JAKARTA–Konsolidasi unit usaha PT Telekomunikasi Indonesia Tbk (Telkom) dengan PT Bakrie Telecom Tbk (BTEL) diminta untuk lebih transparan sehingga tidak ada satu pihak yang merasa dirugikan.
“Kami meminta wacana konsolidasi itu dipaparkan secara transparan. Apa benar menguntungkan bagi Telkom atau tidak. Sejauh ini kalau dari kacamata bisnis, ini hanya menguntungkan salah satu pihak yakni BTEL,” sesal Sekjen Serikat Karyawan Telkom Asep Mulyana di Jakarta, Selasa (30/11).
Asep menduga, getolnya wacana merger diapungkan hanya untuk memuluskan kepentingan tertentu.
“Saya melihat ini hanya ditataran Kementrian Badan Usaha Milik Negara (BUMN) yang direpresentasikan oleh komentar-komentar Menneg BUMN yang pro konsolidasi, Komisaris Utama Telkom, Tanri Abeng, dan Direktur Utama BTEL, Anindya N. Bakrie. Harusnya Presiden Susilo Bambang Yudhoyono diberikan juga paparan komprehensif karena Flexi adalah aset negara yang menghasilkan pendapatan per tahun di atas 3 triliun rupiah,” tegasnya.
Menurutnya, SBY harus mengetahui rencana merger ini karena sarat dengan kepentingan politis. Apalagi ditengarai setelah dilepas ke swasta nasional, Flexi akan dilego lagi ke pihak asing.
“Penggabungan Flexi-Esia bukanlah pilihan yang terbaik bagi bisnis Telkom ke depan, hal ini tercermin dari turunnya saham Telkom ketika rencana penggabungan ini terbuka ke pulik, publik tampaknya menilai negatif rencana kerjasama bisnis ini,” tegasnya.
Asep juga mengingatkan pola konsolidasi yang akan menawarkan saham dengan aset nantinya yang cenderung merugikan Telkom.
Dijelaskannya, saat ini secara aset Flexi memiliki nilai sekitar 7 triliun rupiah, tetapi mengingat akan dimergerkan dengan BTEL yang notabene swasta dan tercatat sahamnya di bursa maka tidak seimbang dalam bernegosiasi. Sedangkan nilai kapitalisasi pasar BTEL saat ini sebesar 6,693 triliun rupiah
“BTEL pasti akan menyodorkan saham, sementara Flexi berupa aset yang nilainya tidak bisa dikerek. Saham BTEL saja sejak pertengahan September lalu terangkat dari 160 menjadi 250 rupiah berkat pernyataan dari Menneg BUMN Mustafa Abubakar yang terkesan mendukung merger. Ini kan tidak apple to apple jadinya,” sesalnya.

===

## Soal dan Tugas:
A. Berapa nilai kapitalisasi pasar BTEL saat ini menurut teks tentang konsolidasi Telkom dan BTEL?
B. Tuliskan lanjutan teks tentang rencana penggabungan Flexi dan Esia, dimulai setelah kalimat terakhirnya.

===

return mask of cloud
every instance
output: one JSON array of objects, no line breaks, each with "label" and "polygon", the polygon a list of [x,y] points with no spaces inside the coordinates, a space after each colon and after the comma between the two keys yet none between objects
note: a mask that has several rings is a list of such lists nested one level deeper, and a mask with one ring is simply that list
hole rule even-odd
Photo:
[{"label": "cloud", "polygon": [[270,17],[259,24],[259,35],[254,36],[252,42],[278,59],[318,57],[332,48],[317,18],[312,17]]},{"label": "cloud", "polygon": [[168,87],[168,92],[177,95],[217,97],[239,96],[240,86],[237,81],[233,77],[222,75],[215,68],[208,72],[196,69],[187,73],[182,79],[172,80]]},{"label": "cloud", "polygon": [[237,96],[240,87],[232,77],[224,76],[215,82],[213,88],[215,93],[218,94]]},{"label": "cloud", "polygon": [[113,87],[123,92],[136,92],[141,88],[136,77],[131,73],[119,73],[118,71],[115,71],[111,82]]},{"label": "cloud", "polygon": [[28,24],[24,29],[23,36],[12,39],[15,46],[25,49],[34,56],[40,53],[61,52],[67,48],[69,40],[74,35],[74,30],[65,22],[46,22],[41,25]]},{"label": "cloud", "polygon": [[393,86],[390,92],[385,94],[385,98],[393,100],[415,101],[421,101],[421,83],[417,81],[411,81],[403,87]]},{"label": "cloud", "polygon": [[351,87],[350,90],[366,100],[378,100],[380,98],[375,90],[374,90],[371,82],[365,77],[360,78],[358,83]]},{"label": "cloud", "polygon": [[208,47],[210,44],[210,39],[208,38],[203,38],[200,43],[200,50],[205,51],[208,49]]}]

===

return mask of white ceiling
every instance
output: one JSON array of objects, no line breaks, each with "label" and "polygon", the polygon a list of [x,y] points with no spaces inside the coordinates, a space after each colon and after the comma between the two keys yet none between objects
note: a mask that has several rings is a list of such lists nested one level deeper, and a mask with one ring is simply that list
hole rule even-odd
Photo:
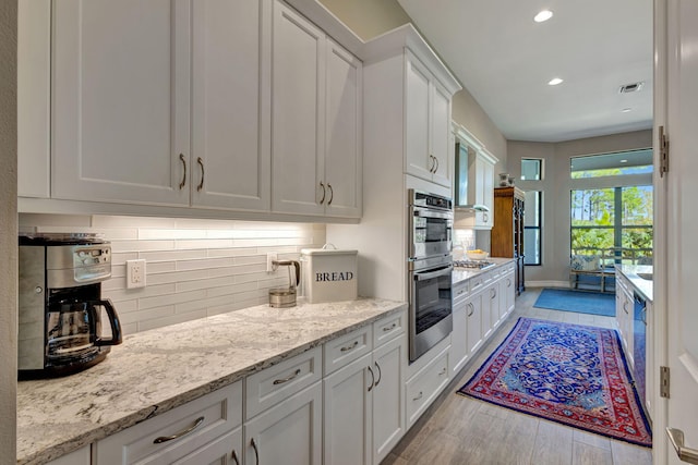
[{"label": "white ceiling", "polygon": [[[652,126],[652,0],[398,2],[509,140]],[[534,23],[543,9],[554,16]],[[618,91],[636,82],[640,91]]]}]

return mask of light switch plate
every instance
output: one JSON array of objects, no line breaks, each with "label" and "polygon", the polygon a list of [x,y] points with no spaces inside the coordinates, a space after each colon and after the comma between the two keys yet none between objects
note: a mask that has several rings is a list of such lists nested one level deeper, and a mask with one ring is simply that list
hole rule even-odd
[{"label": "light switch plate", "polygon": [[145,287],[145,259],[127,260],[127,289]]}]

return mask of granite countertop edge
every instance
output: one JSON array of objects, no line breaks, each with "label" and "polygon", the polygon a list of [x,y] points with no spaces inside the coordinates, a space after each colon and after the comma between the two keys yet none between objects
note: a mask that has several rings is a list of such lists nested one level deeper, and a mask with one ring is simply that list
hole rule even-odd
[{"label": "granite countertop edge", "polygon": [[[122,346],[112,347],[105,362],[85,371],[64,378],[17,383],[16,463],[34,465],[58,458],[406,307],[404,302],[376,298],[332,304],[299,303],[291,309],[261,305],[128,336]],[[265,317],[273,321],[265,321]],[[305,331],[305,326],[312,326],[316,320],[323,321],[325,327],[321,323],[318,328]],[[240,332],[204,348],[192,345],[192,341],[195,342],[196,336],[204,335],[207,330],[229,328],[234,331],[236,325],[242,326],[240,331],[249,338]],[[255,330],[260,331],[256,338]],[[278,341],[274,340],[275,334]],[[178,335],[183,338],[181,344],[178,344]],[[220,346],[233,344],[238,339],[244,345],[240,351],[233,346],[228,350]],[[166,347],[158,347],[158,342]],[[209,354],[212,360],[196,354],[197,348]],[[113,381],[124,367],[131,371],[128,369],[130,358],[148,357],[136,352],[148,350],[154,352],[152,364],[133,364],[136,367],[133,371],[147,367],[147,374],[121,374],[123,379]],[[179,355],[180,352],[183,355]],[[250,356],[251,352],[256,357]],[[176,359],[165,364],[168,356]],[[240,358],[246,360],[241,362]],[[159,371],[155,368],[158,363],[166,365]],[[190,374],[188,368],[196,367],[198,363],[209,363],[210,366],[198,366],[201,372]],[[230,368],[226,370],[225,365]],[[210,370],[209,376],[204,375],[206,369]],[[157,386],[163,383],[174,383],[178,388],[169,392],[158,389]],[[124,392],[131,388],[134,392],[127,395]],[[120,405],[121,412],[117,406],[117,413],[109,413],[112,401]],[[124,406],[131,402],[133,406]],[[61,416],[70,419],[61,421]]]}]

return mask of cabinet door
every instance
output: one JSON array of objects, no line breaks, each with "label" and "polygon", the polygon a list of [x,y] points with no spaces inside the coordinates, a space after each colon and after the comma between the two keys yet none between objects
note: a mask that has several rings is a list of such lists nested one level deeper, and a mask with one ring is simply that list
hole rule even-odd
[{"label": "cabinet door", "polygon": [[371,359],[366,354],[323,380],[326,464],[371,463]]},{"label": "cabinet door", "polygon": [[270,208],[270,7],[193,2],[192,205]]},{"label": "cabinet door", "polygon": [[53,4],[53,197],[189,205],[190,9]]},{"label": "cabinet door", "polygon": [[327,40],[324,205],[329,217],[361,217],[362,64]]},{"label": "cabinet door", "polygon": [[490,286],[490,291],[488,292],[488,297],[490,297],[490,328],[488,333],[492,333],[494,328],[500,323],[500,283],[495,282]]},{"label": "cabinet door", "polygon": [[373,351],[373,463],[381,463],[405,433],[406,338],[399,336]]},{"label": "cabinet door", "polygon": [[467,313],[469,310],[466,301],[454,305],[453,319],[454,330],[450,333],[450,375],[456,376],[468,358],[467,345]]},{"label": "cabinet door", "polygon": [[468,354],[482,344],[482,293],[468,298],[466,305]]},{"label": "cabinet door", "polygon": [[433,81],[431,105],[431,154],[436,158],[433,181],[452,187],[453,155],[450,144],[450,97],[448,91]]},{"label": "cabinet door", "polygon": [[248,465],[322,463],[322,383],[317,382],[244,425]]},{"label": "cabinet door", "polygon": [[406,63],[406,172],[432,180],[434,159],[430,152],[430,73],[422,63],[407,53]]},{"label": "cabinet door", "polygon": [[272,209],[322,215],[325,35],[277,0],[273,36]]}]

===

## Jawaban Tugas:
A. Nilai kapitalisasi pasar BTEL saat ini sebesar 6,693 triliun rupiah.

B.
Belum lagi, lanjutnya, masalah hutang BTEL yang nanti bisa ikut menjadi tanggungan Telkom secara grup jika nanti memiliki saham perusahaan itu.
Berdasarkan laporan keuangan BTEL per Juni 2010, pada 16 Juli 2010 salah satu emiten Grup Bakrie ini kembali berutang sebesar 30 juta dollar AS.Setelah itu pada 12 Agustus 2010 berhutang RMB 2 miliar dari Industrial and Commercial Bank of China dan Huawei Technologies Co. Ltd.
Tambahan utang ini membuat beban bunga yang dibayarkan oleh BTEL kembali menanjak sehingga menekan bottom line perseroan. Tercatat, laba bersih BTEL pada semester I lalu anjlok drastis 96,29 persen dari 72,8 miliar rupiah menjadi tinggal 2,7 miliar rupiah.
Secara terpisah, VP Public and Marketing Communication Telkom Eddy Kurnia menilai aksi penolakan oleh karyawannya tak lepas dari kecintaan terhadap perusahaan.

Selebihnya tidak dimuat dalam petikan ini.